(Position identification records)
************

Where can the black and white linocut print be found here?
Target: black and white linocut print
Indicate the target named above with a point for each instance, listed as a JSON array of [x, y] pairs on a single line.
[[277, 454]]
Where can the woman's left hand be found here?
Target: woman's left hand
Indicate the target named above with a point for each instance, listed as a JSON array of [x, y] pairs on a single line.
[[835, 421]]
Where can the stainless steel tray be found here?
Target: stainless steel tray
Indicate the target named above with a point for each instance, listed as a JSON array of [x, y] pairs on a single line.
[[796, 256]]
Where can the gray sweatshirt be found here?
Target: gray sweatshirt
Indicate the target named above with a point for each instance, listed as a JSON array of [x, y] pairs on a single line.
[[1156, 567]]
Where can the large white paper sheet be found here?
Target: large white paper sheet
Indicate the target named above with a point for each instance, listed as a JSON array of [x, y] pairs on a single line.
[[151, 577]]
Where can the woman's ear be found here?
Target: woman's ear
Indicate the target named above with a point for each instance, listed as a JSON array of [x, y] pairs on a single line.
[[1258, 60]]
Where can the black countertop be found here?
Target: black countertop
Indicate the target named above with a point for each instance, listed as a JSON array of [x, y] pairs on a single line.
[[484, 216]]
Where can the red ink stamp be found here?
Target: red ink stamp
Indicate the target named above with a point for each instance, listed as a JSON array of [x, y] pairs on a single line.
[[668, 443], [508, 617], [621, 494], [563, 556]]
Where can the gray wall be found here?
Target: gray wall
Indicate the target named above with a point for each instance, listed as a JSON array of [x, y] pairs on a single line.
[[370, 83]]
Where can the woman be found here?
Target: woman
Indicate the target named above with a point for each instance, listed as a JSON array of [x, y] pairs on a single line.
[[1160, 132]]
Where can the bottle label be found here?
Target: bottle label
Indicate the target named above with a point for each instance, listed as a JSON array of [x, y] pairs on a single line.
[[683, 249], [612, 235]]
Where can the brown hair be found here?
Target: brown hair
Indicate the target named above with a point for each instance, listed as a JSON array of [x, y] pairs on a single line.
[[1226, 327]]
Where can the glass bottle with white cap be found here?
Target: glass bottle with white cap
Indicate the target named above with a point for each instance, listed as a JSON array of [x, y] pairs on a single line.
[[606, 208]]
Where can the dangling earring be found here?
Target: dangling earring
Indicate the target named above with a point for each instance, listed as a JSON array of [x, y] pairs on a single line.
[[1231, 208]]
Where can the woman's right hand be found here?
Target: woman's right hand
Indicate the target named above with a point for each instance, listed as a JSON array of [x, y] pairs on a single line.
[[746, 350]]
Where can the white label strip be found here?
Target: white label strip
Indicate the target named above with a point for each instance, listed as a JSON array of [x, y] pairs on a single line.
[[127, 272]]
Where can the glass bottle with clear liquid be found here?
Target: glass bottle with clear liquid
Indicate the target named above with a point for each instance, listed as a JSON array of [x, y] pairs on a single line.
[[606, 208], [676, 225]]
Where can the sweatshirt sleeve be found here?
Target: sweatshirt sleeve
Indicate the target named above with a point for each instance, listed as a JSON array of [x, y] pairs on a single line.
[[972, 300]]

************

PROBLEM TO WORK ON> Print every item above verbatim, reproducing each line without any change.

CORRECT OUTPUT>
Where can the black and white linocut print be found here?
Target: black and white linocut print
Indicate the target named above with a point for each instance, listed as a JSON array of [x, y] pairs on a single line.
[[277, 454]]
Where can the woman's left hand be found here?
Target: woman's left hand
Indicate the target named above with a point for each instance, listed as a JSON array of [x, y] pairs on a single line.
[[835, 421]]
Where can the stainless steel tray be found here?
Target: stainless steel tray
Indicate the target named above with a point for each instance, listed as a JSON array of [x, y] pairs on a single line.
[[796, 256]]
Where can the gray sweatshirt be found here?
Target: gray sweatshirt
Indicate the target named above with a point for each instance, listed as a JSON array of [x, y] pairs on a single line.
[[1156, 567]]
Where can the large white paper sheet be found here?
Target: large white paper sheet
Indicate the target named above with a point for each instance, listed as a JSON array of [x, y] pairs on a single line.
[[151, 577]]
Where can the woman's ear be found here?
Target: woman's ear
Indicate the target named above with a point for each instance, listed as a JSON array of [x, y] pairs on a single line.
[[1258, 60]]
Where can the black countertop be found here?
Target: black countertop
Indicate the target named above with a point for each instance, listed as a JSON array of [x, y] pairs on a single line.
[[484, 216]]
Where can the red ink stamp be found here?
Target: red ink stamp
Indicate the target named above with a point for each instance, listed as a JSON array of [x, y] pairs on a single line.
[[668, 443], [508, 617], [621, 494], [563, 556]]
Where can the gray wall be found here?
Target: gray wall
Indicate the target named above with a point for each instance, listed as a JSON array of [x, y] pairs on a single line.
[[370, 83]]
Where can the woman be found here?
Target: woman
Indicate the target named above with a point for each instance, listed as a JSON array of [x, y] pairs on a single line.
[[1160, 132]]
Where can the bottle label be found here?
Target: bottle label
Indicate the target named above with a point for each instance, listed as a JSON array of [x, y] pairs on a single line.
[[683, 249], [612, 235]]
Where can the brown hair be found here?
Target: brown hair
Indicate the target named above with a point for each instance, listed as a JSON array of [x, y] pairs on a single line.
[[1226, 327]]
Where can the glass bottle with white cap be found here?
Target: glass bottle with white cap
Indicate the target named above with a point for each instance, listed as a JSON array of [x, y] pairs on a single line.
[[606, 208]]
Where can the dangling earring be found here?
Target: dangling earring
Indicate the target named above with a point for each instance, listed as a JSON array of [x, y] pairs on a single line.
[[1231, 208]]
Where can the woman's right hand be found here?
Target: woman's right hand
Indicate the target named above with a point for each instance, listed as a JSON array of [x, y] pairs on a single line.
[[746, 350]]
Where can the white label strip be found here?
Target: white label strip
Indicate the target named above with a point for each instance, listed as a JSON array of [x, y] pairs on a single line.
[[127, 272]]
Where can the glass bottle with clear liquid be found here?
Target: glass bottle with clear liquid
Indicate the target named above with a point for each instance, listed as a JSON array of [x, y] pairs on a single line.
[[606, 208], [676, 225]]
Where can the sweatshirt sleeve be found here?
Target: sweatshirt sleeve
Indicate the target named above with a point for each instance, listed as a JSON array of [x, y] pairs on a single line.
[[972, 300]]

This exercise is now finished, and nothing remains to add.